• [YOUR TASKS]:
(A) Starting at "Another group opposed" and ending after "2 (see 1505070046).", reproduce that span of the FCC news report with "Consumer Action" changed to "the consumer group".
(B) Continue the FCC news report from the point where it stops.

• [PAGE EXCERPT]:

===============

The U.S. Court of Appeals for the D.C. Circuit should affirm the FCC’s decision not to reopen Tennis Channel’s carriage complaint against Comcast, already decided by the court in the cable giant’s favor, the FCC said in a motion for summary affirmance filed Wednesday in response to the Tennis Channel’s March petition for review of the FCC decision. “The Commission correctly determined that ‘Tennis Channel had a full and fair opportunity to litigate its complaint’ -- both before the agency and on judicial review,” the FCC filing said. Tennis Channel had argued that the Comcast decision against it had created a new test for when a company is being discriminated against and asked the FCC to reopen the proceeding so it could submit new evidence to fulfill that test. The FCC disagreed that the court had intended for the case to be reopened. “Context” doesn’t suggest “that the Court intended the Commission to conduct remand proceedings to revisit the question whether evidence of unlawful discrimination exists -- on either the existing record or a new one,” the FCC said. Since the court and the FCC have already ruled on the matter, the D.C. Circuit should affirm the commission’s ruling to bring the proceeding to a close, the FCC said.
Another group opposed an FCC rulemaking that proposed to give cable operators nationwide effective competition deregulation (see 1505060051) unless local franchise authorities (LFAs) demonstrate otherwise, saying that would "unfairly burden" LFAs. The group, Consumer Action, cited cable rate increases that have outpaced inflation. It said the commission should at least "slow down and carefully consider how these rule changes could affect consumers." There's "no reason to rush through" the congressionally mandated proceeding to streamline the effective competition process for small cable operators, said the group in a filing posted Monday in docket 15-53. Agency and industry officials and the NPRM itself say the 2014 Satellite and Television Extension Localism Act Reauthorization Act requires the revamp of at least the small-operator effective competition rules by June 2 (see 1505070046).

===============

• [INFORMATION PROVIDED]:
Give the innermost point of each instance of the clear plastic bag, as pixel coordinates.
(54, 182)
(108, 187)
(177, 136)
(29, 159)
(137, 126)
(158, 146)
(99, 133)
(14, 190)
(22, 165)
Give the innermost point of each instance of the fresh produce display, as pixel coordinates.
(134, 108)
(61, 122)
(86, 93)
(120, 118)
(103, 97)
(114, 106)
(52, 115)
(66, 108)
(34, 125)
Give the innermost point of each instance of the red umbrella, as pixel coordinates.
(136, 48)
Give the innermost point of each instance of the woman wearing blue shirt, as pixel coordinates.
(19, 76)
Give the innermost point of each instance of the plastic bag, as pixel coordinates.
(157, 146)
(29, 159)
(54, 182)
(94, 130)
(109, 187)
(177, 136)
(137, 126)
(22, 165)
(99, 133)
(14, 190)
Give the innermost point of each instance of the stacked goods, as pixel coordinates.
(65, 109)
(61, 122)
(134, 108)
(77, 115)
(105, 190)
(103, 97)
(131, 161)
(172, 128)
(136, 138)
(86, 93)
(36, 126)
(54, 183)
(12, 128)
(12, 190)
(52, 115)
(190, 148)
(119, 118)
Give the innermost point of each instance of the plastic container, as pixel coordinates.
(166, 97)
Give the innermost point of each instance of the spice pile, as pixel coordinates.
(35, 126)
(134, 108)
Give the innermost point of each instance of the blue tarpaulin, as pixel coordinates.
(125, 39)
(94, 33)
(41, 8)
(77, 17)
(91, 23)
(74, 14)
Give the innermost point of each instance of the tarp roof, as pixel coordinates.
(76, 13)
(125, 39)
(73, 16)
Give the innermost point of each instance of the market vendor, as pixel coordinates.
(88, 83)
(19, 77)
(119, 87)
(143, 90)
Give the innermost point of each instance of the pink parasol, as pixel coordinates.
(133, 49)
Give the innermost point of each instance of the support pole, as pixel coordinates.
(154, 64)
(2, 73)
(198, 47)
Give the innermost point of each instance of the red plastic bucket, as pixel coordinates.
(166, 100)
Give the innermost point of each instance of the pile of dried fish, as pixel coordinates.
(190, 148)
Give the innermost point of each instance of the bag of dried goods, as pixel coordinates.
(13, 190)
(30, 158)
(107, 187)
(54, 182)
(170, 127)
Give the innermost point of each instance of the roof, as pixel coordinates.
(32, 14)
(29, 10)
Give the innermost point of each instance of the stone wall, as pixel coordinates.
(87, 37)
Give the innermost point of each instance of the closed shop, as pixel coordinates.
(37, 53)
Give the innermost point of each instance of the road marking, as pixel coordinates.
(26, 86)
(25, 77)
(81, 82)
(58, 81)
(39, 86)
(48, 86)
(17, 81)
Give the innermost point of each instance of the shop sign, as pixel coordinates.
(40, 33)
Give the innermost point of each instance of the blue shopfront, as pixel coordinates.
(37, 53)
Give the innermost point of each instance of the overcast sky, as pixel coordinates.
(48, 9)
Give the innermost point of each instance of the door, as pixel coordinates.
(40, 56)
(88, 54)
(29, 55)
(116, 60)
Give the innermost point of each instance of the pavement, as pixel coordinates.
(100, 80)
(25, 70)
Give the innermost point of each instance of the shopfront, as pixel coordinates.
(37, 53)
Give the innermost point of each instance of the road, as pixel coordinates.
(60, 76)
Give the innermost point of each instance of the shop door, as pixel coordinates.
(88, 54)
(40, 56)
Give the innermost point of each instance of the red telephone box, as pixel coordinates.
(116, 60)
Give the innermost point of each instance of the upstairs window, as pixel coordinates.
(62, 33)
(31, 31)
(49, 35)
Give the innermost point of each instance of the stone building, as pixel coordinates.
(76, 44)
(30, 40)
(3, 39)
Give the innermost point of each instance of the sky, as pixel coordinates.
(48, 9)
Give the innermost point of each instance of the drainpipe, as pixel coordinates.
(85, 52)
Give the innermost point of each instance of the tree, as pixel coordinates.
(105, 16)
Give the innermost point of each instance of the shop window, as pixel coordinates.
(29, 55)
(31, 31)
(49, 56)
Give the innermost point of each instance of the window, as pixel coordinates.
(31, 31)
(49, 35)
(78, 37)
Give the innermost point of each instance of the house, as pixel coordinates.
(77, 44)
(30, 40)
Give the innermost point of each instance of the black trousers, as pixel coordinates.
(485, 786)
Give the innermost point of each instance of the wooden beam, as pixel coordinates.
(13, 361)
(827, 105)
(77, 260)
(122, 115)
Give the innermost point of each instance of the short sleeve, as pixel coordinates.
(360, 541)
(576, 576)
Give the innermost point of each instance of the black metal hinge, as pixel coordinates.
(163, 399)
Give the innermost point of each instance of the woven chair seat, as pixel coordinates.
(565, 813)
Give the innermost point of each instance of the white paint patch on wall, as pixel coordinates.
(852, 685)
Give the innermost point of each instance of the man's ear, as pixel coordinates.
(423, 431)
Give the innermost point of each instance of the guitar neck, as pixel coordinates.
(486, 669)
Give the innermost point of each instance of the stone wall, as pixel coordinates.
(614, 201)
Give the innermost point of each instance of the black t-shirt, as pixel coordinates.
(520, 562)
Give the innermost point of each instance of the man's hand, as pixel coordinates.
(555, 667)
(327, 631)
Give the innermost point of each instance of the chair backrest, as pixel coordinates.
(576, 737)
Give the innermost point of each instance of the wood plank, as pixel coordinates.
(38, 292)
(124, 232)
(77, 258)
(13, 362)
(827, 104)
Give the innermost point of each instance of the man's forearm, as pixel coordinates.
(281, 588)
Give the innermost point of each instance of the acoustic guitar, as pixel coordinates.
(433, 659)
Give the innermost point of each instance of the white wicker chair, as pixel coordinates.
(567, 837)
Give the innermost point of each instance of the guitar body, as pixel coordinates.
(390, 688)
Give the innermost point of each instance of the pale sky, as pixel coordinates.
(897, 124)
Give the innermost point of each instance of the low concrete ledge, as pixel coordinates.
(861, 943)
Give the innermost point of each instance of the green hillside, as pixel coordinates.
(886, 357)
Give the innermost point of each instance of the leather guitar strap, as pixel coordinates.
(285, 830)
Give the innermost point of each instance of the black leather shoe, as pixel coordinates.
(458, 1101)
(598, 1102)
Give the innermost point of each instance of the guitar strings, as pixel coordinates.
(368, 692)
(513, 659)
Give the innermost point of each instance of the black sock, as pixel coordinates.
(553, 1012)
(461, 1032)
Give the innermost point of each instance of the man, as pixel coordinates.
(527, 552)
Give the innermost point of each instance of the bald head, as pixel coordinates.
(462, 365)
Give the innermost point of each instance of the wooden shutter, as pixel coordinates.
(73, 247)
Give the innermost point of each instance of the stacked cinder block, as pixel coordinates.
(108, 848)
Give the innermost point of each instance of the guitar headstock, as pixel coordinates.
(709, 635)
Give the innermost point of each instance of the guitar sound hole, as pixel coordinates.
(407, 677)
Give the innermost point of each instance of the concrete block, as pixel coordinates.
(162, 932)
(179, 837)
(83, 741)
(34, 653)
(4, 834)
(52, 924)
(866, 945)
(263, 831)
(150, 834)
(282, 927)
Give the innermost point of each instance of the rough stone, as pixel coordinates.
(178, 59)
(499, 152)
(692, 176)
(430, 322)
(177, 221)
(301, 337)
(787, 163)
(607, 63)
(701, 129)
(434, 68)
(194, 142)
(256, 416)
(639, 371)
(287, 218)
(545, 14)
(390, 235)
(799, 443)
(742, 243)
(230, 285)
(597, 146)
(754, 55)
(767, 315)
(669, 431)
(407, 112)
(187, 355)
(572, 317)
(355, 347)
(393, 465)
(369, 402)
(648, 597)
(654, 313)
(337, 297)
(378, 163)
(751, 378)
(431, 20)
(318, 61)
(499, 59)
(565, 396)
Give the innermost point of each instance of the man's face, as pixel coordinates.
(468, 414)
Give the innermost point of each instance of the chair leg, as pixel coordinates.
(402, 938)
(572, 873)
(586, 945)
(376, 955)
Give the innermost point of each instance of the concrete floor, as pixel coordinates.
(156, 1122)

===============

• [RESPONSES IN ORDER]:
(A)
Another group opposed an FCC rulemaking that proposed to give cable operators nationwide effective competition deregulation (see 1505060051) unless local franchise authorities (LFAs) demonstrate otherwise, saying that would "unfairly burden" LFAs. The group, the consumer group, cited cable rate increases that have outpaced inflation. It said the commission should at least "slow down and carefully consider how these rule changes could affect consumers." There's "no reason to rush through" the congressionally mandated proceeding to streamline the effective competition process for small cable operators, said the group in a filing posted Monday in docket 15-53. Agency and industry officials and the NPRM itself say the 2014 Satellite and Television Extension Localism Act Reauthorization Act requires the revamp of at least the small-operator effective competition rules by June 2 (see 1505070046).

(B)
The FCC needs to ensure that the Downloadable Security Technical Advisory Committee “results in solutions that enable robust competition among retail and operator-leased navigation devices,” said a letter Monday to Media Bureau Chief Bill Lake and the FCC staff on the DSTAC from several committee members and non-member companies and groups, including Amazon, CCIA, Free Press, Google and Public Knowledge. That comes after a letter sent by multichannel video programming distributors in April, which opposed Public Knowledge and TiVo's efforts on the committee. “Limiting the DSTAC’s scope to downloadable security alone, without reference to the committee’s broader mandate of furthering the competitive availability of navigation devices, would result in a walled-garden approach” that doesn't promote ”vigorous competition and innovation,” the new letter said. It responded to MVPD complaints that PK and TiVo are trying to make the group's product resemble CableCARD. “Congress recognized that the FCC and the private sector need to enhance functionality like that provided by CableCARD,” Monday’s letter said. “The DSTAC’s final recommendation should avoid moving backward, by ensuring the ability of retail navigation devices to offer differentiated and innovative user interfaces, search functions, and recording and cloud functionality.” The FCC should “focus not on specific services or commercial arrangements, but on the features and choices available to consumers,” the letter said.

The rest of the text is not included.